● Recorded information:
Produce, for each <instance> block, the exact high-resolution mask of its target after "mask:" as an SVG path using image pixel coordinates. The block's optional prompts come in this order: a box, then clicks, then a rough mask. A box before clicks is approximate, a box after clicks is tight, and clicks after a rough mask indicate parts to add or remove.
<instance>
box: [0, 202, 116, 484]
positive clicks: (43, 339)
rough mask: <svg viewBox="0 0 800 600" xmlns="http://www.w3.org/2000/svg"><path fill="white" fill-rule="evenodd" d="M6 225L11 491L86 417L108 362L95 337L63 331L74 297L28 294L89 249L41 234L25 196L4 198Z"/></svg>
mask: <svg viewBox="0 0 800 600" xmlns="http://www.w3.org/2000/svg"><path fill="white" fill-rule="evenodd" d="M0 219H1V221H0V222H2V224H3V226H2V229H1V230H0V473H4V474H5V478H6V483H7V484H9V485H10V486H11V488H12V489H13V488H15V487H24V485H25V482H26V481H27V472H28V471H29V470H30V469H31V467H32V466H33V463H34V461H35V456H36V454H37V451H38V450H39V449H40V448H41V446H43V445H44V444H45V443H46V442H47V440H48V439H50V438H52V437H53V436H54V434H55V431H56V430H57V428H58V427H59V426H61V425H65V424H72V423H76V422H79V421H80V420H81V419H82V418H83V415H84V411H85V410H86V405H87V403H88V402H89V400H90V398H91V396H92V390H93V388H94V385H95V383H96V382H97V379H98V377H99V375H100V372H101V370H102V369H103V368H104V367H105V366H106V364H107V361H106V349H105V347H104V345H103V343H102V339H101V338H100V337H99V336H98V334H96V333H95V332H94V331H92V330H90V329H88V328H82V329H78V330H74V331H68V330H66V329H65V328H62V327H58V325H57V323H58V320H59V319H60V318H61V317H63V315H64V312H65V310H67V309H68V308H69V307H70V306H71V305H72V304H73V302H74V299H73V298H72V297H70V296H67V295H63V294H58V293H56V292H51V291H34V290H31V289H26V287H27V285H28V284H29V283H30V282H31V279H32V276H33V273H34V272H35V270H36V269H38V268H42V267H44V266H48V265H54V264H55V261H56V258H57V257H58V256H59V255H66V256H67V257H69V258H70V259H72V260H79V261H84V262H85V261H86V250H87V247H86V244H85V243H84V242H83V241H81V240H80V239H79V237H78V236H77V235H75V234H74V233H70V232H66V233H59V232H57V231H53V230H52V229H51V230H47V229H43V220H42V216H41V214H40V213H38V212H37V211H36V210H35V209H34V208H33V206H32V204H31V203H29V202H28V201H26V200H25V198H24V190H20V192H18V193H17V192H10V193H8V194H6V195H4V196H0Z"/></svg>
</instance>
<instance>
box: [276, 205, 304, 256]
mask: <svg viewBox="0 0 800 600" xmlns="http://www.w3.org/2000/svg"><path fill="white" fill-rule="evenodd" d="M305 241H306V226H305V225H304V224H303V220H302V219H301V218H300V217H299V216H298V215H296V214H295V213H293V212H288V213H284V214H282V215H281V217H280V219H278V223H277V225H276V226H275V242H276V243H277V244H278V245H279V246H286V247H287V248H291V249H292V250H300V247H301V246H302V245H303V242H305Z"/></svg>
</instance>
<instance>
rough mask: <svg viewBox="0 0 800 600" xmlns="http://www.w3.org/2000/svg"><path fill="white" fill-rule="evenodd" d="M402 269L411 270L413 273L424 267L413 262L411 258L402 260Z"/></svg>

● Work request: Transcribe all of the material above so that it matches the source exactly.

● Finished exercise:
Produce, for each <instance> block, the exact high-resolution mask of its target after "mask:" as an SVG path using image pixel coordinates. The block's optional prompts come in this order: a box, then clicks, then a rough mask. A box before clicks is approximate, a box after clicks is tight, and clicks after a rough mask indicate parts to add or remove.
<instance>
box: [0, 202, 116, 484]
positive clicks: (43, 339)
rough mask: <svg viewBox="0 0 800 600" xmlns="http://www.w3.org/2000/svg"><path fill="white" fill-rule="evenodd" d="M6 225L11 491L86 417L108 362L95 337L63 331L74 297L28 294L89 249L41 234L25 196L4 198Z"/></svg>
mask: <svg viewBox="0 0 800 600" xmlns="http://www.w3.org/2000/svg"><path fill="white" fill-rule="evenodd" d="M0 219H1V221H0V222H2V224H3V226H2V229H1V230H0V473H4V474H5V478H6V483H7V484H9V485H10V486H11V488H12V489H13V488H15V487H24V485H25V482H26V481H27V472H28V471H29V470H30V469H31V467H32V466H33V463H34V461H35V456H36V454H37V451H38V450H39V449H40V448H41V446H43V445H44V444H45V443H46V442H47V440H48V439H50V438H52V437H53V436H54V434H55V431H56V430H57V428H58V427H59V426H61V425H65V424H72V423H76V422H79V421H80V420H81V419H82V418H83V415H84V411H85V410H86V405H87V403H88V402H89V400H90V398H91V396H92V390H93V388H94V385H95V383H96V382H97V379H98V377H99V375H100V372H101V370H102V369H103V368H104V367H105V366H106V364H107V361H106V349H105V347H104V345H103V343H102V339H101V338H100V337H99V336H98V334H96V333H95V332H94V331H92V330H90V329H88V328H82V329H78V330H74V331H68V330H66V329H65V328H62V327H58V325H57V323H58V320H59V319H60V318H61V317H63V315H64V312H65V310H67V309H68V308H69V307H70V306H71V305H72V304H73V302H74V299H73V298H72V297H70V296H67V295H63V294H58V293H56V292H51V291H34V290H31V289H26V287H27V285H28V284H29V283H30V282H31V279H32V276H33V273H34V272H35V270H36V269H38V268H42V267H44V266H48V265H54V264H55V261H56V258H57V257H58V256H59V255H66V256H67V257H69V258H70V259H72V260H79V261H84V262H85V261H86V250H87V247H86V244H85V243H84V242H83V241H81V240H80V239H79V237H78V236H77V235H75V234H74V233H70V232H66V233H59V232H57V231H53V230H52V229H51V230H47V229H43V220H42V216H41V214H40V213H38V212H37V211H36V210H35V209H34V208H33V206H32V204H31V203H29V202H28V201H26V200H25V198H24V190H20V192H18V193H17V192H10V193H8V194H6V195H4V196H0Z"/></svg>
</instance>
<instance>
box: [276, 205, 304, 256]
mask: <svg viewBox="0 0 800 600" xmlns="http://www.w3.org/2000/svg"><path fill="white" fill-rule="evenodd" d="M305 241H306V226H305V225H304V224H303V220H302V219H301V218H300V217H299V216H298V215H296V214H295V213H293V212H288V213H284V214H282V215H281V217H280V219H278V223H277V225H276V226H275V242H276V243H277V244H278V245H279V246H286V247H287V248H291V249H292V250H300V247H301V246H302V245H303V242H305Z"/></svg>
</instance>
<instance>
rough mask: <svg viewBox="0 0 800 600" xmlns="http://www.w3.org/2000/svg"><path fill="white" fill-rule="evenodd" d="M402 269L411 270L413 273L424 267L413 262L411 258L402 260Z"/></svg>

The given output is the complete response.